** Start of Dataset records **

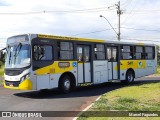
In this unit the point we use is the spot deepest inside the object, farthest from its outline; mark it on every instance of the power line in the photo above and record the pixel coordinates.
(65, 11)
(149, 40)
(92, 32)
(141, 29)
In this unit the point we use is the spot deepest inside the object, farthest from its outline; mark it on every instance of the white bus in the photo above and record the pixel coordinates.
(36, 61)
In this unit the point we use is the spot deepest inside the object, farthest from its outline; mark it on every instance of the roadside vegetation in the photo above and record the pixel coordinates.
(143, 97)
(158, 69)
(1, 71)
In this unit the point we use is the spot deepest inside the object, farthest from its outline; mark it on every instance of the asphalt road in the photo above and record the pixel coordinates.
(53, 100)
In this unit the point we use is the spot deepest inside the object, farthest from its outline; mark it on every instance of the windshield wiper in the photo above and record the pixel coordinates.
(17, 52)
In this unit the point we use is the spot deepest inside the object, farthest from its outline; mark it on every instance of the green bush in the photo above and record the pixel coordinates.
(1, 64)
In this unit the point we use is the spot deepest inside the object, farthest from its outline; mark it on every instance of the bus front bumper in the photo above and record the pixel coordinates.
(25, 85)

** End of Dataset records **

Write out every line of the items above again, instruction lines included, adding 5 to each number in the pixel coordinates given as answers. Leave the pictures out.

Exercise result:
In this unit the point we use is the spot deepest inside the object, farthest from its outline; mark it on every instance of the power line in the photo above and record the pixel coordinates.
(70, 16)
(154, 45)
(97, 37)
(146, 34)
In this unit the point we use is the spot deepest inside the object, farthest from its outline; mark it on every instance of the white bus in the photo above and record the pixel coordinates.
(41, 66)
In this unit the point we use is the spot deepest inside the object, farthest from its outline; mark it on every instance of the roadside vegetation in the photo above and record the pixel coordinates.
(148, 102)
(163, 74)
(6, 76)
In this unit the point we use is the spot deepest inside the object, farthest from its outline; mark it on every instance of the asphalt road in the photo above and record the pixel coordinates.
(58, 105)
In this unit the point we use is the spot deepest inside the object, farthest from its outline; mark it on every instance of the windshield wiper in the photo above and record the pixel coordinates.
(22, 57)
In this unit the point we use is the spot deepest inside the object, farthest from its outline; mark it on every instance of the green bush in the photo above and record the pixel coordinates.
(6, 69)
In this unit the point we use is the spot deepest inside the object, farthest from its outline; mark it on every instance of the bus front bumper in the photo above and record the pixel coordinates.
(30, 90)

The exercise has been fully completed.